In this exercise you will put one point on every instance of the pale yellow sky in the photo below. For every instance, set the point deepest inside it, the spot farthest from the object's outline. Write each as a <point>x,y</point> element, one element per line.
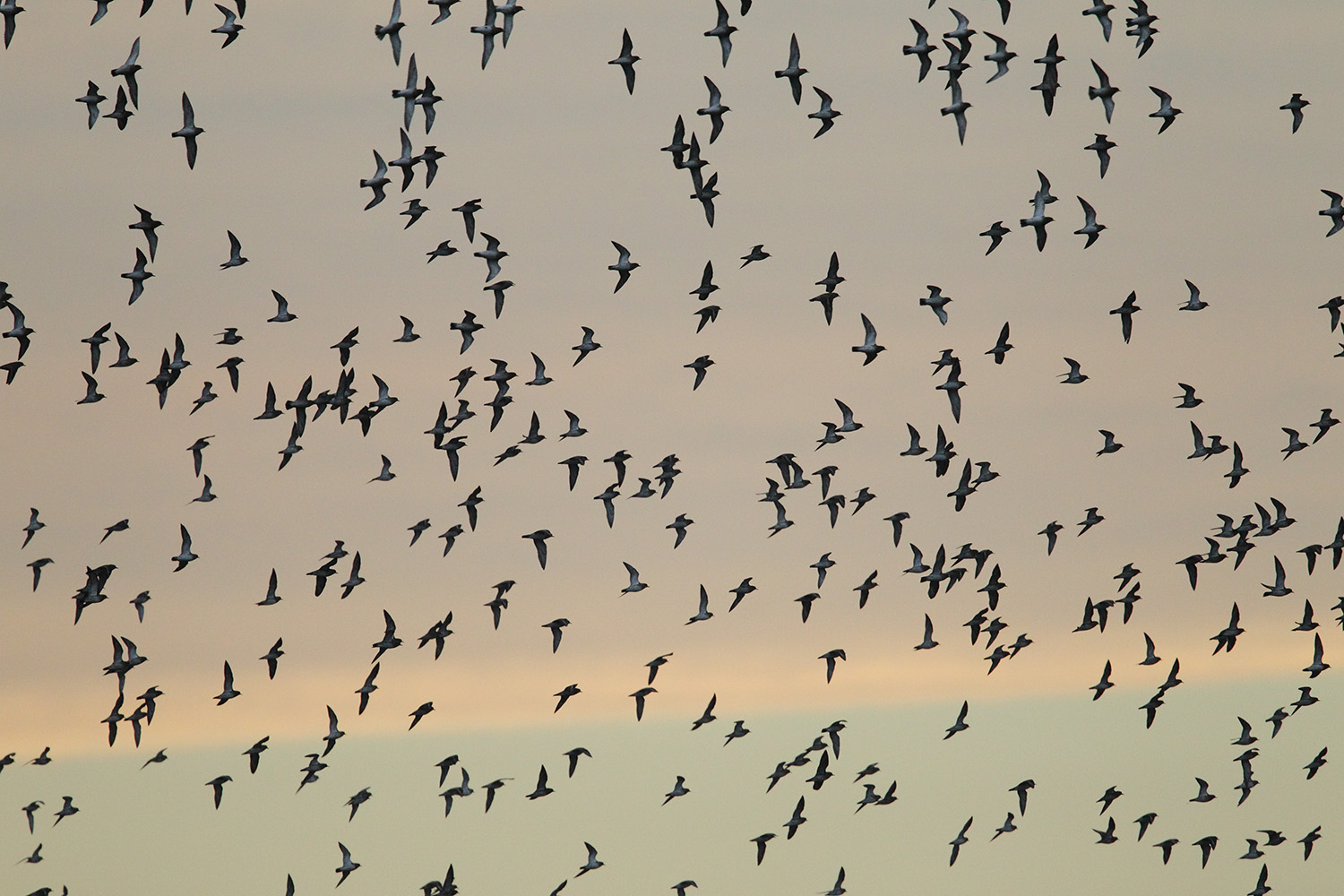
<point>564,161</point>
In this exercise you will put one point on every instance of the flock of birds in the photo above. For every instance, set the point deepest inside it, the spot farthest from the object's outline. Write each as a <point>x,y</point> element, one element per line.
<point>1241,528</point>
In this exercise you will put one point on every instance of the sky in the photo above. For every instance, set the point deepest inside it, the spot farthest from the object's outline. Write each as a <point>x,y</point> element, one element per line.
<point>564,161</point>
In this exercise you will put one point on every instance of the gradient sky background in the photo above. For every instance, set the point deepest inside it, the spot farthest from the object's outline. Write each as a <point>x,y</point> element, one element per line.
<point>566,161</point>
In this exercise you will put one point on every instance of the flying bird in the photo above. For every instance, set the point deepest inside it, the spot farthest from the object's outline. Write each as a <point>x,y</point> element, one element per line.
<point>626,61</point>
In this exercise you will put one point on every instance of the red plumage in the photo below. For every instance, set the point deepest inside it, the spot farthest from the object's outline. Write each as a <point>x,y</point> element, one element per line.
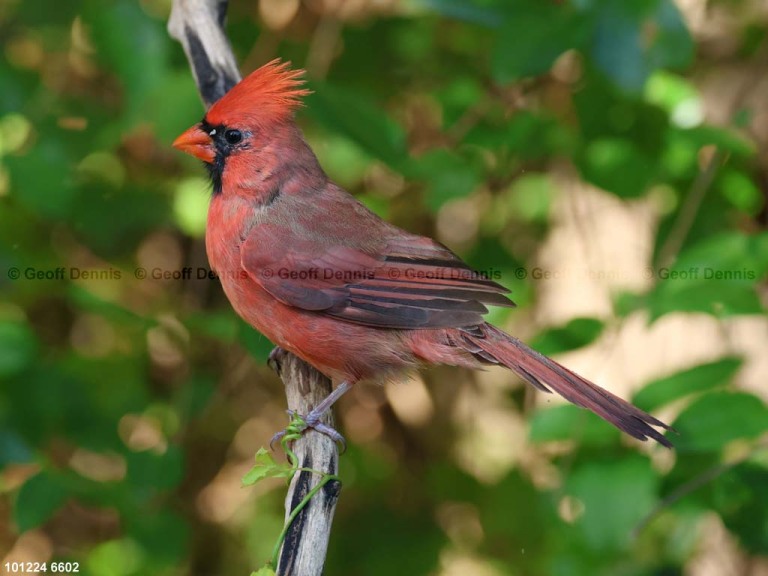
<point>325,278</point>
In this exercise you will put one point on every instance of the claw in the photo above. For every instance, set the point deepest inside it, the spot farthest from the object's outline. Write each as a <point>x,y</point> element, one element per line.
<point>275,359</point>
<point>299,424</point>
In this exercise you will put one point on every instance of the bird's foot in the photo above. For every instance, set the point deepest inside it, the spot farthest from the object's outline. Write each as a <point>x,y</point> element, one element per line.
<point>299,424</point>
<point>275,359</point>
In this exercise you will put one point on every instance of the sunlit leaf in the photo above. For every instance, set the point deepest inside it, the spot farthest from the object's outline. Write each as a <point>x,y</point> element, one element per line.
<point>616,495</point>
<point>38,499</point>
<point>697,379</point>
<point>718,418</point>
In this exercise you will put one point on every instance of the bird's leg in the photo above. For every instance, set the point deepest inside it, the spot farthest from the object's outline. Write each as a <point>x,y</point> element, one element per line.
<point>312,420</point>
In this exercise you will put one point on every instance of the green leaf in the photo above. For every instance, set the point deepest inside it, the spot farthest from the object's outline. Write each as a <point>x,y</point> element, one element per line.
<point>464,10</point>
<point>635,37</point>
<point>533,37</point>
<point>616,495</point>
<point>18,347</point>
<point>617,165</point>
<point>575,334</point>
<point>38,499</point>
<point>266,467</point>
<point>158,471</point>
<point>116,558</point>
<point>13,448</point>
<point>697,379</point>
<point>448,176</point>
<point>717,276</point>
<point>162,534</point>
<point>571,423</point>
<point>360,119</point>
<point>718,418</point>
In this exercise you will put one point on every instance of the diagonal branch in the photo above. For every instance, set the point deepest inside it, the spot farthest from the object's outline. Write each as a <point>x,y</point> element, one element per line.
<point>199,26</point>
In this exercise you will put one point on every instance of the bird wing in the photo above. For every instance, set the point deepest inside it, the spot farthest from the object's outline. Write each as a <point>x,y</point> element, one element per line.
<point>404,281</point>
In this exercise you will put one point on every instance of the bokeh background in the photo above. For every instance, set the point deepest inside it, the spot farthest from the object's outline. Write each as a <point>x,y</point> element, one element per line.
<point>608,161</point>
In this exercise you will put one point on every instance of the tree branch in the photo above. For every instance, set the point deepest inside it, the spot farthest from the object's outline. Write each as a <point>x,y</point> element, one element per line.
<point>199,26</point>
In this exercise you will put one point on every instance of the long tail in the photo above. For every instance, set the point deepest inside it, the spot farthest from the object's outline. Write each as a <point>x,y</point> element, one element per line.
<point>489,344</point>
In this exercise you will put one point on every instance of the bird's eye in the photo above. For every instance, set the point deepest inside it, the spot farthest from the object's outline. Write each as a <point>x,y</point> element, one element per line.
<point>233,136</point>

*TASK DESCRIPTION*: Return each entry exactly as given. Leave the images out.

*OUTPUT OF THE EXERCISE*:
In this exercise you will put one point on every instance of the pale yellow sky in the photo below. For every instance, set the point deepest inside it, the spot farthest from the object's outline. Write each as a <point>x,y</point> element, one element per line.
<point>564,161</point>
In this exercise you will put one point on every instance of the flock of birds in the photo above. For every instance, set the point deepest inside it, the spot farthest from the object's outline. Write each as a <point>x,y</point> element, one element per line.
<point>1241,528</point>
In this exercise you will put one point on every instance of the sky in the photo above. For every instance, set the point deepest inside it, the spot farthest from the object's outline. Write each as a <point>x,y</point> element, one element per line.
<point>564,161</point>
In this exercise you will put one point on every instance of the gradient sky background in the photo above. For every instance, set the point deepest inside it, the spot farthest from the object's outline. Write each as a <point>x,y</point> element, one element per line.
<point>566,161</point>
In this exercise you will put one point on every instance of the flying bird in the photo above. For every instance, set the point deepest inside it, the spot farthest from the object's outline. Write each as a <point>x,y</point> element, one element per line.
<point>626,61</point>
In this exercise you will put one point on every instance of the red plumage in the photo below. For every instance, set the point deepest inside it, the spot farthest from the object's outline. Write each as a <point>x,y</point> element, one element per line.
<point>325,278</point>
In this exercise you will put one point on every instance of the claw in the photo above. For every instance, set the point deepest inside it, the spot farthest from the object's outline. Write each as a <point>x,y</point> element, one element per line.
<point>275,359</point>
<point>299,424</point>
In this exercise you will put one point on every instance of the bird's foot in the photo above. For every instance, set the point deepest inside it, the spot farthest from the object's outline. Write each as a <point>x,y</point> element, one element per line.
<point>299,424</point>
<point>275,359</point>
In this exercise you will put one point on every instance of the sunlit leaf in the photo above. For every instance, set the point deepest inside it, the spot farthest from the object's outline. Write each as a <point>x,y</point> element, one element per line.
<point>616,495</point>
<point>38,499</point>
<point>697,379</point>
<point>718,418</point>
In this exercise you will put one point on every instance of the bird's leg in the photo above. For every instance, set the point deepest inside it, the spot farthest from the object's outline. Write each as a <point>x,y</point> element, one element per line.
<point>312,420</point>
In this exercise you will put one point on every instance of the green leaf in the photo above. For every instance, set the point deepest inside it, the spot farthest from the object's outline. Write each as a <point>x,y</point> element, one element per line.
<point>464,10</point>
<point>635,37</point>
<point>533,37</point>
<point>616,495</point>
<point>18,347</point>
<point>617,165</point>
<point>575,334</point>
<point>38,499</point>
<point>266,467</point>
<point>158,471</point>
<point>116,558</point>
<point>13,448</point>
<point>697,379</point>
<point>448,176</point>
<point>717,276</point>
<point>162,534</point>
<point>571,423</point>
<point>360,119</point>
<point>718,418</point>
In this exercise you will put one point on every instance of the diagonal branch in the photo above. For every instance, set the point deepest inside it, the spot farthest from the object's outline. Write each as a <point>x,y</point> element, one element per line.
<point>199,26</point>
In this exercise you will put one point on every instance of the bird wing in the photo above. For every instance, set the point deepest inside it, the spot farthest from the object's outline. Write each as a <point>x,y</point> element, one element per line.
<point>404,281</point>
In this exercise you will put one point on every instance of the bokeh background in the photo above. For every instance, set the point deepest inside it, the spot farthest from the object's outline. Write each as a <point>x,y</point> element, one element per line.
<point>608,161</point>
In this exercise you will put one point on every instance of the tree branch in the photo above. For every instance, set the point deepest inside it, the spot farthest from the object's outline. Write each as a <point>x,y</point> element, one element per line.
<point>199,26</point>
In this exercise you will put one point on every instance of the long tail in the photo above. For every instance, set the point deepest inside it, the spot farthest from the object's outline. Write each as a <point>x,y</point> element, one element per line.
<point>489,344</point>
In this exercise you will put one point on every instance of the bird's eye in the photo above. For every instance, set the point deepest inside it, the spot farthest from the object's outline. Write each as a <point>x,y</point> element, one element per line.
<point>233,136</point>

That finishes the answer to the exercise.